MATERIAL SHOWN >>
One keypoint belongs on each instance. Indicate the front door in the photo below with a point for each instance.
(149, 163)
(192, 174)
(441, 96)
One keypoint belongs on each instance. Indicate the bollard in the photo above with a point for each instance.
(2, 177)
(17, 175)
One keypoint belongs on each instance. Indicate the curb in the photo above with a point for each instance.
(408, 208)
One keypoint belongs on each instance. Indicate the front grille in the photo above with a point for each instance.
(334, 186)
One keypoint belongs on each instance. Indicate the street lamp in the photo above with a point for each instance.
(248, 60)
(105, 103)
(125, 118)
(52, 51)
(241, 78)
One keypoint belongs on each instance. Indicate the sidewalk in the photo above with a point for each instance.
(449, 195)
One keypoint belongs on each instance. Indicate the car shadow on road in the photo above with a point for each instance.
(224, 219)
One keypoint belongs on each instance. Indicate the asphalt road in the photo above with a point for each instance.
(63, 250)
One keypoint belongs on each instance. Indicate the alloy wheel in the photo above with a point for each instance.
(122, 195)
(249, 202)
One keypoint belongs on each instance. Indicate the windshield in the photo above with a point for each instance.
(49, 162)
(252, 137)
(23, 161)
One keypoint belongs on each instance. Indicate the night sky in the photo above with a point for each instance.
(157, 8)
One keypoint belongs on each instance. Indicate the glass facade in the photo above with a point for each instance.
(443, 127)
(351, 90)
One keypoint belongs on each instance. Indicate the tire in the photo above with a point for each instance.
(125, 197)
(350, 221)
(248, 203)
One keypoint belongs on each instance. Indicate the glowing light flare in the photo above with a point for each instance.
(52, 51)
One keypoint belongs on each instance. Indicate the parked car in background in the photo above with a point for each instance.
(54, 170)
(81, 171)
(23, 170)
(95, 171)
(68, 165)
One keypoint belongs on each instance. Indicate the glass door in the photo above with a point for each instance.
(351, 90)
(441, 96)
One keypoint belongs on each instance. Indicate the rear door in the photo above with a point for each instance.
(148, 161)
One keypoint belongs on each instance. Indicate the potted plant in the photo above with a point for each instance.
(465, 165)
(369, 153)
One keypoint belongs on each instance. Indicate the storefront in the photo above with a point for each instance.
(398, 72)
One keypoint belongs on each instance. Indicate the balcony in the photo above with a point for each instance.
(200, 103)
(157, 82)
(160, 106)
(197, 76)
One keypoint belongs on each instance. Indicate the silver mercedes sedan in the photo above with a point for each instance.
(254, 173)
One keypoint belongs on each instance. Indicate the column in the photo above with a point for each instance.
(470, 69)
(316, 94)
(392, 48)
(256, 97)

WORK ORDER >> Reproduce verbatim only the lines from the one holding "One keypoint belongs on each instance. Indicate the night" through the end of the records.

PROBLEM SOLUTION >>
One keypoint belongs on each instance. Indicate the night sky in the photo above with a point for each instance.
(157, 8)
One keypoint belongs on each instance. Indicate the glass facade in the photo above with a point for each instance.
(443, 127)
(351, 90)
One keypoint belongs on each instance. Indicate the tire in the photo above with a point for each instance.
(125, 197)
(350, 221)
(248, 203)
One keypoint belongs on each instance. Indicate the glowing light flare in the photo above with a point for each instance.
(52, 51)
One keypoint belongs on each instance. Indicate the parked car in background in the photo above with a point for each instance.
(54, 170)
(81, 171)
(23, 170)
(95, 171)
(68, 165)
One keypoint belongs on each instance. Indicate the glass door in the photo above with a point for each instance.
(351, 90)
(441, 96)
One keypoint belongs on each instance. Indicate the rear door in the photo above with a point for each instance.
(148, 161)
One keypoint belongs on each instance. Indicate the potted plant in the photo above with a point for each instance.
(465, 165)
(369, 153)
One keypoint belongs on each instance. Indicate the storefront in the photo above with a point for each instance.
(398, 72)
One keypoint belongs on each instance. Indicate the balcony in the photo above with a point for each instance.
(200, 103)
(157, 82)
(160, 106)
(197, 76)
One keypoint belongs on each instance. Indicate the silver mercedes sedan in the photo above with a point for each instance.
(254, 173)
One keypoint belongs on each instance. Indicate the column in the photo above with a point for each instance.
(470, 69)
(316, 94)
(392, 48)
(256, 97)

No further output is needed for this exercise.